Object pointing dataset entries
★ ★ ★ ★ ★ ★ ★

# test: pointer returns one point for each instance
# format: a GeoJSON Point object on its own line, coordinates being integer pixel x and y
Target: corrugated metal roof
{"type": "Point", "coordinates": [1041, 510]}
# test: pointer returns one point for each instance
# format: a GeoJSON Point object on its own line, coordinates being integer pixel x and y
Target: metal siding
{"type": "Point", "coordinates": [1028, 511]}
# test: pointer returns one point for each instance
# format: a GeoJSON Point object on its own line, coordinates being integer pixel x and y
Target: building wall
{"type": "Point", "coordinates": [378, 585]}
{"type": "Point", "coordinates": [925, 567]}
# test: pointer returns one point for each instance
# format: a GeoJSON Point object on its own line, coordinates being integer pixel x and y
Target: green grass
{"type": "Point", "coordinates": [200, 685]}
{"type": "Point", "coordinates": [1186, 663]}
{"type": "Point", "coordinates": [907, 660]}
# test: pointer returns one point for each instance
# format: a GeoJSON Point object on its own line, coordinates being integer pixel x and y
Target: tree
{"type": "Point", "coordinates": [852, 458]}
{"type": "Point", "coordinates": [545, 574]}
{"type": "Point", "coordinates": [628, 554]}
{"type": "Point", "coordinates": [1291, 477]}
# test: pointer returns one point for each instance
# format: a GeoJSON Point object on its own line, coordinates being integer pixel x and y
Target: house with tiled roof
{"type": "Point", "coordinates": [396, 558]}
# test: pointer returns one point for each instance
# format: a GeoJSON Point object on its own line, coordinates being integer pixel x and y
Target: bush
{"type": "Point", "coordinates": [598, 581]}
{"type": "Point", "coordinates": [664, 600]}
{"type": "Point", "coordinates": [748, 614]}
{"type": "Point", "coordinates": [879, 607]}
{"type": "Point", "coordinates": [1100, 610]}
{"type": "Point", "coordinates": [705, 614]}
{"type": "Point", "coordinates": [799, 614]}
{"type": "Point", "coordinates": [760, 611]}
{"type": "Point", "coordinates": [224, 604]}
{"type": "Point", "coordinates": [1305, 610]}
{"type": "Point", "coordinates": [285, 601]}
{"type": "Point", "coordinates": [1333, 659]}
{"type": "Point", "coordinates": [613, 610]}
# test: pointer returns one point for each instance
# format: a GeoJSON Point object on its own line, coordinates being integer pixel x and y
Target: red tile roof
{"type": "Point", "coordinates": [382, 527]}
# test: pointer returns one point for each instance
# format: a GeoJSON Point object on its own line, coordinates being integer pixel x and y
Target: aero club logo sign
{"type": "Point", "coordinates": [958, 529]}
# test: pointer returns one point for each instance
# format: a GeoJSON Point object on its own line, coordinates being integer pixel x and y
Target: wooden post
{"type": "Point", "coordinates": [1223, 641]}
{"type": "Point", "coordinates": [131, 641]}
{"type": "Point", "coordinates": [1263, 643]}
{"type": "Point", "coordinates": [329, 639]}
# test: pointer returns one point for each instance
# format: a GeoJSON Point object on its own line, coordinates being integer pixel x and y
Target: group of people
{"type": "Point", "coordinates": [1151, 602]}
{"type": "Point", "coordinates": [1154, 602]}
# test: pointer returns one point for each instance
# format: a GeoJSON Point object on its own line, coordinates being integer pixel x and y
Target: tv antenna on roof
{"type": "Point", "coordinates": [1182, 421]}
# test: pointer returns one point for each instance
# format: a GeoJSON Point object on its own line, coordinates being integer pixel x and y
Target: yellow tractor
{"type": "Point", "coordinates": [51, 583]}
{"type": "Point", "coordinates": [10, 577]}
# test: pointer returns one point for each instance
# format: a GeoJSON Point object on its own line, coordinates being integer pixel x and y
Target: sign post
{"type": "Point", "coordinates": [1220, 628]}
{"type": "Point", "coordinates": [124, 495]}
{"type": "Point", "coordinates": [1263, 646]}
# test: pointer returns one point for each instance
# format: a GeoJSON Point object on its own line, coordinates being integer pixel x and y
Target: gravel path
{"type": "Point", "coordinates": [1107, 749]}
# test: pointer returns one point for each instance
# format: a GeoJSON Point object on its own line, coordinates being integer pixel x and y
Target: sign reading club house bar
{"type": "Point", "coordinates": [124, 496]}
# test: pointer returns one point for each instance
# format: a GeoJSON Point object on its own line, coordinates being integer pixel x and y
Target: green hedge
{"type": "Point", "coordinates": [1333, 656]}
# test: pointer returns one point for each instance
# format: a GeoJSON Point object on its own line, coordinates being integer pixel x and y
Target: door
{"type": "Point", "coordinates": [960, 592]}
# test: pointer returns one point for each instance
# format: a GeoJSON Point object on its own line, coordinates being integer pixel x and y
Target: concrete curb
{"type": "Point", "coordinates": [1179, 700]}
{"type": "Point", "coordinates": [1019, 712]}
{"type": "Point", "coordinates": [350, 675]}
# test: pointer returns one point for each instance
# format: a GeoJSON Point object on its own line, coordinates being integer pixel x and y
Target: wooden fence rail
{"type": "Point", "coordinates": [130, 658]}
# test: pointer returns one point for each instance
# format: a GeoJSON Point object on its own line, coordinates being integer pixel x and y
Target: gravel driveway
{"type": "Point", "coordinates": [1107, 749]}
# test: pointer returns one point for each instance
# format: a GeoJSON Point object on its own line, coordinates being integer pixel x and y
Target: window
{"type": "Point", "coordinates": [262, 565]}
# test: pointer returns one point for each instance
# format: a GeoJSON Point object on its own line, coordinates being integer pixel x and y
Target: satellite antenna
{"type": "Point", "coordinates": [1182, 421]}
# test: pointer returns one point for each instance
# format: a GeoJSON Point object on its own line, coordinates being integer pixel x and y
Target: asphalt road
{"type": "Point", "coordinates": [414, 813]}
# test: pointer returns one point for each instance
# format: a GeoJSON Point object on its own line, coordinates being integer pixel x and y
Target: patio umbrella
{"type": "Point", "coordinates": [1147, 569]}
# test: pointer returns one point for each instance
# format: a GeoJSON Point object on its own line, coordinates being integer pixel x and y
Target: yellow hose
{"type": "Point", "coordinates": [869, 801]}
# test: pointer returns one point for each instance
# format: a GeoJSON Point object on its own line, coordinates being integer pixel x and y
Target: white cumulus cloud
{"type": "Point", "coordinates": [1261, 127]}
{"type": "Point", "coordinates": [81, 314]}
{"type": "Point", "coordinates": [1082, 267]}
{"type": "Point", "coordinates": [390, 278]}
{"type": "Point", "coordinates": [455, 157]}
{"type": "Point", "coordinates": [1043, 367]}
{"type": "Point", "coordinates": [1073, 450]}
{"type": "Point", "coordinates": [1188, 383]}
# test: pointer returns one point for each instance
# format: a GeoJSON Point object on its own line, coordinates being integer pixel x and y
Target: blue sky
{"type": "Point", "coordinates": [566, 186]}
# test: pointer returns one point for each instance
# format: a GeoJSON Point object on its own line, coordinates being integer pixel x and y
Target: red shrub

★ ★ ★ ★ ★ ★ ★

## Direction:
Extract every line of the entries above that contains the word "metal", copying each line in full.

## Written solution:
Target: corrugated metal roof
Target: metal siding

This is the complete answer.